The problem: What is needed here is an exact repetition of the records below, beginning at the line that has "Target: woman's hand" and stopping after the line that has "Mark every instance of the woman in dark".

Data excerpts
· · · · ·

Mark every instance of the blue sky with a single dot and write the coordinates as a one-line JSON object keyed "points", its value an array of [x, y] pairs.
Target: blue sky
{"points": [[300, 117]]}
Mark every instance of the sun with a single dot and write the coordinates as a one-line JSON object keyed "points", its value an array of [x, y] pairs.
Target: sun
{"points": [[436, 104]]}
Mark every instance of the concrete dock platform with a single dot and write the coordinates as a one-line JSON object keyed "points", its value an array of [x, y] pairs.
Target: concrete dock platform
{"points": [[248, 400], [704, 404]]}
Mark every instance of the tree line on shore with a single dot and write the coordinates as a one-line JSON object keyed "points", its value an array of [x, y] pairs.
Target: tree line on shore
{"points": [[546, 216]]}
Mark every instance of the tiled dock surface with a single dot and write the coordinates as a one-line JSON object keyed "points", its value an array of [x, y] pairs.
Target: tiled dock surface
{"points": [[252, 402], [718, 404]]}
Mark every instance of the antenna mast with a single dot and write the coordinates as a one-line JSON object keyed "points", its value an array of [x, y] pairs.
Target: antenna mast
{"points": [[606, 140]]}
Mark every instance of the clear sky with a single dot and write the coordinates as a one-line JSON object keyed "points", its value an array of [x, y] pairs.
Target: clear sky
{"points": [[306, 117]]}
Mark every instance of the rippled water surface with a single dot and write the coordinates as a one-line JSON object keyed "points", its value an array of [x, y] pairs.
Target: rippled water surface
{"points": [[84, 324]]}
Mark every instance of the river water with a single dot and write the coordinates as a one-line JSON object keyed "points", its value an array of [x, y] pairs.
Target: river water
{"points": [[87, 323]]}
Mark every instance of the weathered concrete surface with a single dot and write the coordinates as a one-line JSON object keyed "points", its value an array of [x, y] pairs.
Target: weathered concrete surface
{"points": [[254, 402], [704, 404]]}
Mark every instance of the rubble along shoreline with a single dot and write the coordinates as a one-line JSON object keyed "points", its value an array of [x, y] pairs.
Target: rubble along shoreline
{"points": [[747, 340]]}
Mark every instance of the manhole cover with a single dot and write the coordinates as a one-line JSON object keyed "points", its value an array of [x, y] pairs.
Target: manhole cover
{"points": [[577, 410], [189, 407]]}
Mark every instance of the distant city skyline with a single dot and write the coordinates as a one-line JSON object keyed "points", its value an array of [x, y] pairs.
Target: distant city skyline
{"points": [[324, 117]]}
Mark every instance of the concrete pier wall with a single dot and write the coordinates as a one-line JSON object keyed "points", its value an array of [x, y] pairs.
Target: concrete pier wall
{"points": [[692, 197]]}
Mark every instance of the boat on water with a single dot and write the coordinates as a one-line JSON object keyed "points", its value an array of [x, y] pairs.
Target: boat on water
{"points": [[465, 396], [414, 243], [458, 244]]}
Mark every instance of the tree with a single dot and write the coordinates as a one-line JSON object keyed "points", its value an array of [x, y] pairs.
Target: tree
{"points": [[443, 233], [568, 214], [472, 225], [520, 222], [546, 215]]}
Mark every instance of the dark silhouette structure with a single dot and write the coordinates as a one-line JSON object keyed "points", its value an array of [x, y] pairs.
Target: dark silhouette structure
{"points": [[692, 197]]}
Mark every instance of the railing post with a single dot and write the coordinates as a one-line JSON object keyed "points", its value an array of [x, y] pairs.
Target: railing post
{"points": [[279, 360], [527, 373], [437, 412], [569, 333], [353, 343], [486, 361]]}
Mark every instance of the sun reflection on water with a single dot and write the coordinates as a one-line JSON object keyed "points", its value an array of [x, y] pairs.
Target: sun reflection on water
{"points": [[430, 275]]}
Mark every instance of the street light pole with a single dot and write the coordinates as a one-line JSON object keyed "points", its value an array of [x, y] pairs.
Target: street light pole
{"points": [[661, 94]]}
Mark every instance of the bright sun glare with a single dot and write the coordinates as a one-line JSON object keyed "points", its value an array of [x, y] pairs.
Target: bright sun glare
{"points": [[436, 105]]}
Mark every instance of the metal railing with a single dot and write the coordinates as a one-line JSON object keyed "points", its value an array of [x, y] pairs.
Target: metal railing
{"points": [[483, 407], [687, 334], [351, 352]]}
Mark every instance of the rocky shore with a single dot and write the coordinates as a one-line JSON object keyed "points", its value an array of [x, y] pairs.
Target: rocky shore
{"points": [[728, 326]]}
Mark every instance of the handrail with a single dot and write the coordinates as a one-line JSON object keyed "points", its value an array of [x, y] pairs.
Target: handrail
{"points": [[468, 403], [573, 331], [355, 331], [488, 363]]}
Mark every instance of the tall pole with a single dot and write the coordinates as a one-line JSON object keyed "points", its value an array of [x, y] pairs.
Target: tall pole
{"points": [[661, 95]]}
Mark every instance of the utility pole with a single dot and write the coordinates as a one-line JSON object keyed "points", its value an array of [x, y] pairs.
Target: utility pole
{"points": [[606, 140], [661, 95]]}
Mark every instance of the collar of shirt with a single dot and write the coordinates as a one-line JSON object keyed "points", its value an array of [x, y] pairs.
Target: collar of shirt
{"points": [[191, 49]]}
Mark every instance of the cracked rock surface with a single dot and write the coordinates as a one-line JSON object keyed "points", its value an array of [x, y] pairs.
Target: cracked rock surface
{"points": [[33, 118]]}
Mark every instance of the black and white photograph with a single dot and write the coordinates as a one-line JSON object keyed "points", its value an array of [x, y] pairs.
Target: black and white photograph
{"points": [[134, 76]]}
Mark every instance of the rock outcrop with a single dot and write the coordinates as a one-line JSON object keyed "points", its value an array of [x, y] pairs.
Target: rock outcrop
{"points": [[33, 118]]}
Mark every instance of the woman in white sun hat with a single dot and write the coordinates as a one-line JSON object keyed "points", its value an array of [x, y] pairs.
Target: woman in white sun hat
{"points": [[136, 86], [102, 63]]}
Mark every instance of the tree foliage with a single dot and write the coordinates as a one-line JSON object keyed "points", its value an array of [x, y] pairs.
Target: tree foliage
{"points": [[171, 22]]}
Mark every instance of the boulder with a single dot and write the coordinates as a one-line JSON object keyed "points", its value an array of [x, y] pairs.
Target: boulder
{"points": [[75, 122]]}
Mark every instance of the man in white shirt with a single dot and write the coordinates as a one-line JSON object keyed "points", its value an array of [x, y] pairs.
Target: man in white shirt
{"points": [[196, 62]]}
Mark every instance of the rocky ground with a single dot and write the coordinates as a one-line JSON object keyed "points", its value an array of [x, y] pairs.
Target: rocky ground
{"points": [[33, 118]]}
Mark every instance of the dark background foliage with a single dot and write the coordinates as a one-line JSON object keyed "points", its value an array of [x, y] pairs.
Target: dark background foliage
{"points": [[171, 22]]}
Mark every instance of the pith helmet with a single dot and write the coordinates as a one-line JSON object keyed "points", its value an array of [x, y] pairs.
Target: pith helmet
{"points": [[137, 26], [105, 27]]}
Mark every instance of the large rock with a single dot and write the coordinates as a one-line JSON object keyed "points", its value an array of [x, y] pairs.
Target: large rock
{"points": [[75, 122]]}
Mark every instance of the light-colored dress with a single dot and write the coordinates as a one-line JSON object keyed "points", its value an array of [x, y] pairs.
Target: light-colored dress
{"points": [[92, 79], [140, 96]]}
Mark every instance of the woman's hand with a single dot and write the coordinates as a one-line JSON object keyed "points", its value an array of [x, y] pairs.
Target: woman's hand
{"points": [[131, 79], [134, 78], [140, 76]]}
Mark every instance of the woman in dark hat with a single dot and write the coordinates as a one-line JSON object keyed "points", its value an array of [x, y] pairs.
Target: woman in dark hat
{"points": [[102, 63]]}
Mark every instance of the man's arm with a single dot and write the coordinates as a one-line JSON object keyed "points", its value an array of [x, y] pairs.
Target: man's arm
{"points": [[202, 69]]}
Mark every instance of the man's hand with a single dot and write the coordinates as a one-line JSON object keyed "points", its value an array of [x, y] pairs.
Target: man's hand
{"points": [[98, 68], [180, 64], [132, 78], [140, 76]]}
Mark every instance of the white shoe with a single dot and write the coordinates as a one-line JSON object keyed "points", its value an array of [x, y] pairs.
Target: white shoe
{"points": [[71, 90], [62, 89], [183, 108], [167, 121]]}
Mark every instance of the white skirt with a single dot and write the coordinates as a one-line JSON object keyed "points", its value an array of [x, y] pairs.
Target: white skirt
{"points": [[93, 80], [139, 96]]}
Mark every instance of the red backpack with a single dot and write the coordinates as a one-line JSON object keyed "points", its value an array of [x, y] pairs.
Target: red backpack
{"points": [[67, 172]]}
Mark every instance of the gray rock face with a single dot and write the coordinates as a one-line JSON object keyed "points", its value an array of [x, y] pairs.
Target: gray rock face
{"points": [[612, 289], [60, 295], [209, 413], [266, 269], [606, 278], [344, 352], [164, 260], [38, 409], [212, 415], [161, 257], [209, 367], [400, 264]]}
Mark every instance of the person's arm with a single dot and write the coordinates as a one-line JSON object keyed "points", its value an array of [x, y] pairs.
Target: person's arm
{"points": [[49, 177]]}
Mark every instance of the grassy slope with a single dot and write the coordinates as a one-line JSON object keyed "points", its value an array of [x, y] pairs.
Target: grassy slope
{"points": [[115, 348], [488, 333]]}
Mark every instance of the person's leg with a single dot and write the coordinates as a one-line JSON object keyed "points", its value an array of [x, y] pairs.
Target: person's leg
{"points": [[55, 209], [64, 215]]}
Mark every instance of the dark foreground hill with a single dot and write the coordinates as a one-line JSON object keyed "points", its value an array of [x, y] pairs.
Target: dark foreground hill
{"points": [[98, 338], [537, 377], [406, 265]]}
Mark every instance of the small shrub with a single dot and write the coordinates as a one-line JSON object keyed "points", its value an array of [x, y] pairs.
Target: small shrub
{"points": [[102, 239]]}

· · · · ·

Reply to the task:
Target: woman's hand
{"points": [[131, 79], [134, 78], [140, 76]]}
Mark every instance of the woman in dark hat with a single dot and write the coordinates as a one-line JSON object keyed "points", its value an array of [x, y] pairs.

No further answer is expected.